**Assigned task**: Could you print only the lines from the one containing "Where can the white porch" through the end of the listing below, unchanged?

**Records**:

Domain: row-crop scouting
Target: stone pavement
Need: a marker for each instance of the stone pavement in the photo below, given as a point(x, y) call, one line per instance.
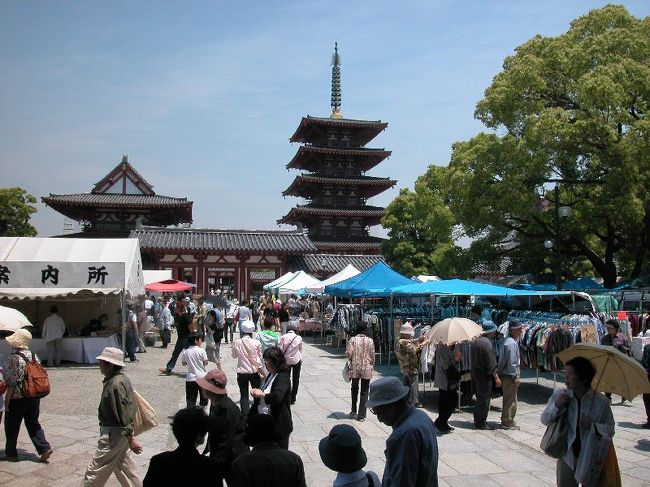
point(467, 457)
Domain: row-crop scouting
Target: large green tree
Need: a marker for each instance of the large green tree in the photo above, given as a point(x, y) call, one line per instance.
point(421, 229)
point(16, 208)
point(569, 121)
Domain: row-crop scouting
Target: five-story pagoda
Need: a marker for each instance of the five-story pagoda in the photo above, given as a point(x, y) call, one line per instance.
point(334, 159)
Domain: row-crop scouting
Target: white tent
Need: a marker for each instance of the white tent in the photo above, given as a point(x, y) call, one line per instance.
point(342, 275)
point(156, 276)
point(279, 281)
point(50, 268)
point(300, 280)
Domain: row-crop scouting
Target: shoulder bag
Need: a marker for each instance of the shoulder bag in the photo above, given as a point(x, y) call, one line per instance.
point(554, 441)
point(36, 384)
point(145, 415)
point(253, 362)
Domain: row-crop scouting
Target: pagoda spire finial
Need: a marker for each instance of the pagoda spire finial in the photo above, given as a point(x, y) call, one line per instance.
point(336, 83)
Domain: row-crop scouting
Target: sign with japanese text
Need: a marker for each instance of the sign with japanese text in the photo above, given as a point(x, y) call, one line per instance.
point(61, 274)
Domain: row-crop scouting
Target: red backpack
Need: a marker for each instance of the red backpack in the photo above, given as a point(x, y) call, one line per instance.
point(35, 383)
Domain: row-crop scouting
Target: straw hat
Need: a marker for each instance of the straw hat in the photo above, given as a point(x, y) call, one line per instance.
point(113, 356)
point(406, 329)
point(214, 381)
point(20, 339)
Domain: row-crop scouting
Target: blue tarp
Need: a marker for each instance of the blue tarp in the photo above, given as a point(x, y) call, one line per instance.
point(370, 283)
point(460, 287)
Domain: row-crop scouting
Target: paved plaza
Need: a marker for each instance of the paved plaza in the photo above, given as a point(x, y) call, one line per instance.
point(467, 457)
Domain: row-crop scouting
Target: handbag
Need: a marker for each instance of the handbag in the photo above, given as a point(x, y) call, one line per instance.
point(453, 374)
point(347, 371)
point(554, 441)
point(145, 415)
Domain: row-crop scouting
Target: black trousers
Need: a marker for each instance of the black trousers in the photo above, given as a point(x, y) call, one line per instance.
point(29, 410)
point(446, 405)
point(181, 343)
point(363, 398)
point(295, 380)
point(192, 390)
point(242, 381)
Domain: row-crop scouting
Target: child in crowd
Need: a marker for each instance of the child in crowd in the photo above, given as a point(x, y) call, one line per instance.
point(196, 359)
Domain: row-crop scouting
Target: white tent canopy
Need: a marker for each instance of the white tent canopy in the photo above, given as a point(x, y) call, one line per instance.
point(345, 273)
point(300, 280)
point(51, 268)
point(279, 281)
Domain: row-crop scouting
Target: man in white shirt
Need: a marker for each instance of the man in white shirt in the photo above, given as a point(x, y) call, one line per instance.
point(196, 359)
point(53, 331)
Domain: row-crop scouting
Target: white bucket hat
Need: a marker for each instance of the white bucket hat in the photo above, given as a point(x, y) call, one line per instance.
point(247, 327)
point(20, 339)
point(112, 355)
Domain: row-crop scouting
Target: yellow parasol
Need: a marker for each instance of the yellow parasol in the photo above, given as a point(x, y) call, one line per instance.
point(615, 372)
point(12, 319)
point(454, 330)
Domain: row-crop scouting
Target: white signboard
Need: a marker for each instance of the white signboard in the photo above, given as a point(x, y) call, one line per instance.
point(15, 274)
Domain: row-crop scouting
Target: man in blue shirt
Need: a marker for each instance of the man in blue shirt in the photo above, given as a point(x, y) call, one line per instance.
point(412, 448)
point(509, 373)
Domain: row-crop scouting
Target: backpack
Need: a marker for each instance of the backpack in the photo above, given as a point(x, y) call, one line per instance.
point(35, 383)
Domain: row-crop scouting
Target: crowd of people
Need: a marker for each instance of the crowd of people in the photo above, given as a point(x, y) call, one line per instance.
point(249, 444)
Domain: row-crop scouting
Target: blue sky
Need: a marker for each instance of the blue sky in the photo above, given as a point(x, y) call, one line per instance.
point(203, 96)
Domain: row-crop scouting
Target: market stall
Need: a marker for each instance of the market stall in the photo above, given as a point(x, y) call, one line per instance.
point(84, 278)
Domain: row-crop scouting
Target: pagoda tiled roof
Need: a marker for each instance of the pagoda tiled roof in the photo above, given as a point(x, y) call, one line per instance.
point(373, 212)
point(194, 239)
point(366, 158)
point(330, 264)
point(370, 186)
point(370, 128)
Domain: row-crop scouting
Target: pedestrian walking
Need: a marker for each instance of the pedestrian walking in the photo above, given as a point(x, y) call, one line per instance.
point(407, 351)
point(18, 407)
point(645, 361)
point(248, 352)
point(52, 333)
point(268, 337)
point(183, 321)
point(510, 375)
point(274, 396)
point(226, 438)
point(267, 464)
point(143, 327)
point(291, 345)
point(483, 372)
point(131, 333)
point(231, 311)
point(412, 448)
point(342, 452)
point(185, 464)
point(116, 414)
point(360, 352)
point(166, 322)
point(213, 336)
point(196, 359)
point(447, 383)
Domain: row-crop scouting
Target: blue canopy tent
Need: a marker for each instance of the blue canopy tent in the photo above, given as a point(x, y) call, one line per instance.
point(373, 282)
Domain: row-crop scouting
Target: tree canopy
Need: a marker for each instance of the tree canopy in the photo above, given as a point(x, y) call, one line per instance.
point(16, 208)
point(568, 114)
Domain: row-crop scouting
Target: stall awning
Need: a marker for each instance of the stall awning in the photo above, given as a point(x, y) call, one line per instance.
point(51, 268)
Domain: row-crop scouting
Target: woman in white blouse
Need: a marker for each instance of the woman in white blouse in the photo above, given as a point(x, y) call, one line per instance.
point(361, 353)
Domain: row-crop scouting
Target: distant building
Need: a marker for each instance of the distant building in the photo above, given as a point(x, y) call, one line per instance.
point(335, 160)
point(120, 202)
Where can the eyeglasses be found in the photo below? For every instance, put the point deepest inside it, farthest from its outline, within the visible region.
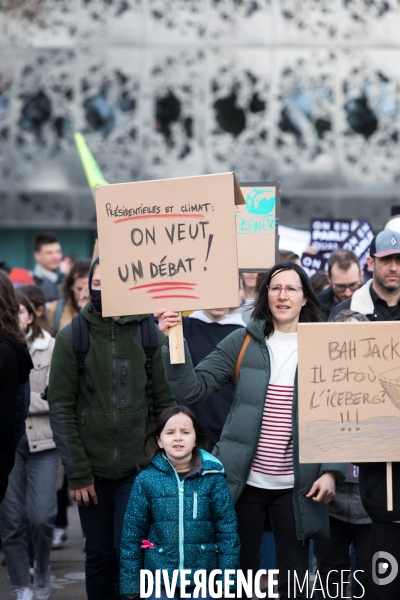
(290, 290)
(341, 287)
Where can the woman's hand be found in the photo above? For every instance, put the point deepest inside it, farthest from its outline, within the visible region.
(166, 320)
(323, 490)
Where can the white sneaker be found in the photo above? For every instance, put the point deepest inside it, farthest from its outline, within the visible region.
(41, 585)
(23, 593)
(59, 537)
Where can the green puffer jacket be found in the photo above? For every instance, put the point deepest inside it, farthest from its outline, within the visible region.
(240, 435)
(190, 522)
(102, 432)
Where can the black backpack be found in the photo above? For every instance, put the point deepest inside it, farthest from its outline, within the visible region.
(81, 343)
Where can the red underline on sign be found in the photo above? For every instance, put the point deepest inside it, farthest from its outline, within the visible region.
(174, 296)
(169, 289)
(168, 216)
(162, 283)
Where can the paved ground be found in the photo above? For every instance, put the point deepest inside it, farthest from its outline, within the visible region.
(67, 566)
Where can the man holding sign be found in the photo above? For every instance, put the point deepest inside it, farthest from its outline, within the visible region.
(99, 413)
(379, 300)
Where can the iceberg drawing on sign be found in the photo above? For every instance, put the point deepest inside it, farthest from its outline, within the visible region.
(261, 202)
(390, 381)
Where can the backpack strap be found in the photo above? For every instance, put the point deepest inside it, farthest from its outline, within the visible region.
(150, 345)
(242, 352)
(58, 314)
(80, 346)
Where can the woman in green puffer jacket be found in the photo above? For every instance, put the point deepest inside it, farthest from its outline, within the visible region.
(259, 443)
(180, 513)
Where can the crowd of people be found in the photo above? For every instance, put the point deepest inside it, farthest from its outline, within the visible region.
(186, 466)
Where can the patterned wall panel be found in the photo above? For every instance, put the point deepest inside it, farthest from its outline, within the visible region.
(6, 95)
(304, 91)
(43, 116)
(118, 22)
(368, 143)
(238, 132)
(306, 21)
(176, 21)
(109, 101)
(305, 117)
(39, 23)
(371, 21)
(174, 123)
(243, 22)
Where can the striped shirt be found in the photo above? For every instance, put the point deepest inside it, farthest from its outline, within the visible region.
(273, 461)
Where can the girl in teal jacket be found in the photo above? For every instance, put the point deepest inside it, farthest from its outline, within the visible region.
(180, 514)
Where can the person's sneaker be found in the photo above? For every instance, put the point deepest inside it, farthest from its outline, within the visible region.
(59, 537)
(23, 594)
(41, 585)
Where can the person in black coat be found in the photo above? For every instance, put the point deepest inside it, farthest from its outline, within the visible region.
(384, 551)
(15, 366)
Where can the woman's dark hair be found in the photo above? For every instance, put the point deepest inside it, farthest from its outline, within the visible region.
(36, 330)
(310, 312)
(319, 281)
(203, 438)
(9, 310)
(80, 269)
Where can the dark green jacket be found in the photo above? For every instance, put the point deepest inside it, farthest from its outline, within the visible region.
(190, 522)
(240, 435)
(102, 432)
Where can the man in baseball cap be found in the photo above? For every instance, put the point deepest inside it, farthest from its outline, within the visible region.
(379, 298)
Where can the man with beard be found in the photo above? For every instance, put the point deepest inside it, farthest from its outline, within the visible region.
(379, 298)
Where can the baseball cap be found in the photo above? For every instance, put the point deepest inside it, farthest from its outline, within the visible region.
(385, 243)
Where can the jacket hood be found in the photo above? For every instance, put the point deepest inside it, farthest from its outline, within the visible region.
(206, 464)
(23, 356)
(257, 329)
(95, 318)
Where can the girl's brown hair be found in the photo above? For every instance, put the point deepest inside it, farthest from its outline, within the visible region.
(35, 328)
(203, 438)
(9, 310)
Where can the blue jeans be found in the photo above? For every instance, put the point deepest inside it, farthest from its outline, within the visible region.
(31, 495)
(102, 526)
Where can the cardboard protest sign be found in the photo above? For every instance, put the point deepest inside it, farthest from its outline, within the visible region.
(312, 263)
(257, 226)
(349, 392)
(168, 244)
(328, 234)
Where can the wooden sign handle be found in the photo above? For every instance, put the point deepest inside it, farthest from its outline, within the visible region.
(176, 349)
(389, 486)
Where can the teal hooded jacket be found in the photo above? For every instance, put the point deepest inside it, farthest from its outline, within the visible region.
(241, 432)
(190, 522)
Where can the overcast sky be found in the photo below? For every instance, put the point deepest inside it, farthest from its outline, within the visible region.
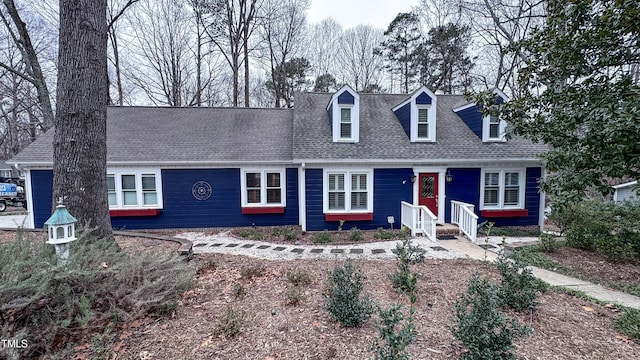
(349, 13)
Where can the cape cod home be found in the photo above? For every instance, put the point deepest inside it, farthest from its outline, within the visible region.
(363, 159)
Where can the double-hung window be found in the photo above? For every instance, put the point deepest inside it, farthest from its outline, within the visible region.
(348, 191)
(130, 189)
(502, 189)
(493, 129)
(263, 188)
(423, 123)
(345, 123)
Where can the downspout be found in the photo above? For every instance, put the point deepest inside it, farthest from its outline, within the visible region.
(302, 198)
(541, 214)
(28, 193)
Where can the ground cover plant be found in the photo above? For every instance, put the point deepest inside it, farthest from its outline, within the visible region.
(565, 326)
(54, 306)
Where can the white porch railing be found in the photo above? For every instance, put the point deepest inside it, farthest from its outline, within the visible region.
(419, 220)
(463, 215)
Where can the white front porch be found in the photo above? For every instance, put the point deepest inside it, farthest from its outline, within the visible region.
(420, 220)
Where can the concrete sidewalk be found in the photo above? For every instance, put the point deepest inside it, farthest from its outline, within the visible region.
(598, 292)
(457, 247)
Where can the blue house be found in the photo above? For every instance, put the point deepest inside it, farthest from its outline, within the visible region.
(423, 159)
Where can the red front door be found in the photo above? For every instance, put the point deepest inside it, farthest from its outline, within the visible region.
(428, 191)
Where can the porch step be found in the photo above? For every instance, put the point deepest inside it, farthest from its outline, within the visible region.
(447, 229)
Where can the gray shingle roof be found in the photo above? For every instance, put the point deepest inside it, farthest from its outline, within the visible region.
(176, 135)
(382, 136)
(163, 135)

**Expected answer**:
Where can the white porch railing be found in the photo above? For every instance, put the point deepest inside it, farthest from its outline, within the visible region.
(419, 220)
(463, 215)
Where can the white front porch be found in the photo above? For every instance, put the point deepest inside it, farthest from its outline, within the visible region.
(420, 220)
Where can the concrete sidewalk be found in the photo above? For every instance, put the point deepest inside it, farthest from its outline, within the visible region.
(598, 292)
(457, 247)
Where can the blue house be found in the photo above? For every instance, put the point deepest inside it, farthest from its outline, within the visible region.
(423, 159)
Where can the red front door be found in the photo above? For every instance, put the point deepest inside it, farthest from its outline, within the visible region.
(428, 191)
Where can the porch step be found in the photo above? For every instance, put the point deepest inside it, farthest from its outline, within the visible region.
(447, 229)
Where can the gray shingle roof be found in the photo above? For every instance, put the point deepest inside it, farthest from its outline, within the visible region.
(176, 135)
(382, 136)
(163, 135)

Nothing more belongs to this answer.